Data for analysis |

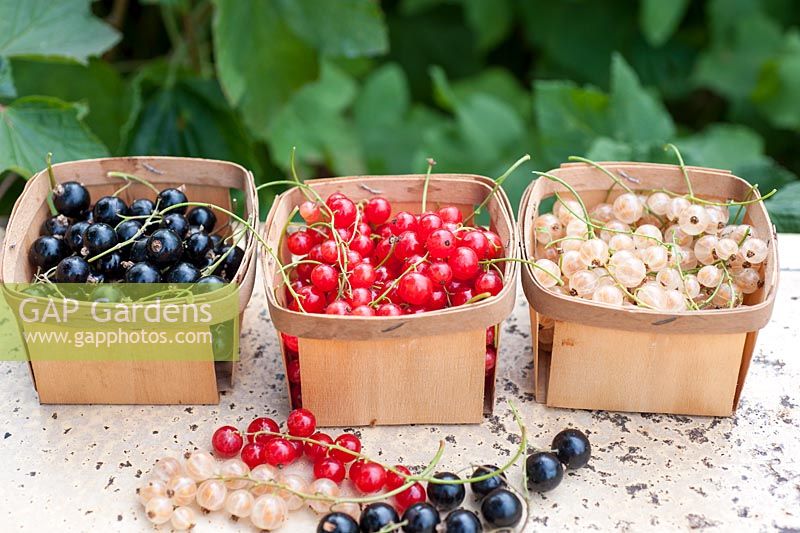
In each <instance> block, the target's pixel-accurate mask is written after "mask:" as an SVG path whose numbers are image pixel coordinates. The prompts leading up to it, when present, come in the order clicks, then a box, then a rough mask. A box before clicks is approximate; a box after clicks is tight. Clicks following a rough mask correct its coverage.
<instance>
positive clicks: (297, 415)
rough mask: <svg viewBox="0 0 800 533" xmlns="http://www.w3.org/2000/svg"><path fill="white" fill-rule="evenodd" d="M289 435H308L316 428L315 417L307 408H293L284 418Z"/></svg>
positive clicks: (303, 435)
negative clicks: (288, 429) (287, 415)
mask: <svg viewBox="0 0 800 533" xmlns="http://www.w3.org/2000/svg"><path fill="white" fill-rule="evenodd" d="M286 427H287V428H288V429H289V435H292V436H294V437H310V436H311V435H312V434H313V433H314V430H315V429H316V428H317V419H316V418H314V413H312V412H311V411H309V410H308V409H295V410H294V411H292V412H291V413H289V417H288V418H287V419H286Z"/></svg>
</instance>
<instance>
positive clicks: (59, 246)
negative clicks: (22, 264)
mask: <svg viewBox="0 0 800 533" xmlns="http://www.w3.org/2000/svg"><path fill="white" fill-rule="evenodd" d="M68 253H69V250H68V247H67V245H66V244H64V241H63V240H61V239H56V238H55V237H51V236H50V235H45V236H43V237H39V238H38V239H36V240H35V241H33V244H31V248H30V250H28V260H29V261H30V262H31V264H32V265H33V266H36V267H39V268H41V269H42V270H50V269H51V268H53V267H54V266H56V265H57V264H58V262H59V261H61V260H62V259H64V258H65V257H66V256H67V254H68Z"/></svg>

What you need to do | Copy, from the material, each line that holds the string "instance".

Solution to this task |
In each <instance> block, the target's pixel-accurate mask is written after "mask:" as an SVG path whose numbers are image pixel coordinates. The prompts leading up to it, when present, come in the order clicks, then a box, then a rough mask. A box before clicks is approximate; a box after clicks is tight. Clicks following a rough mask correct its coverage.
<instance>
</instance>
<instance>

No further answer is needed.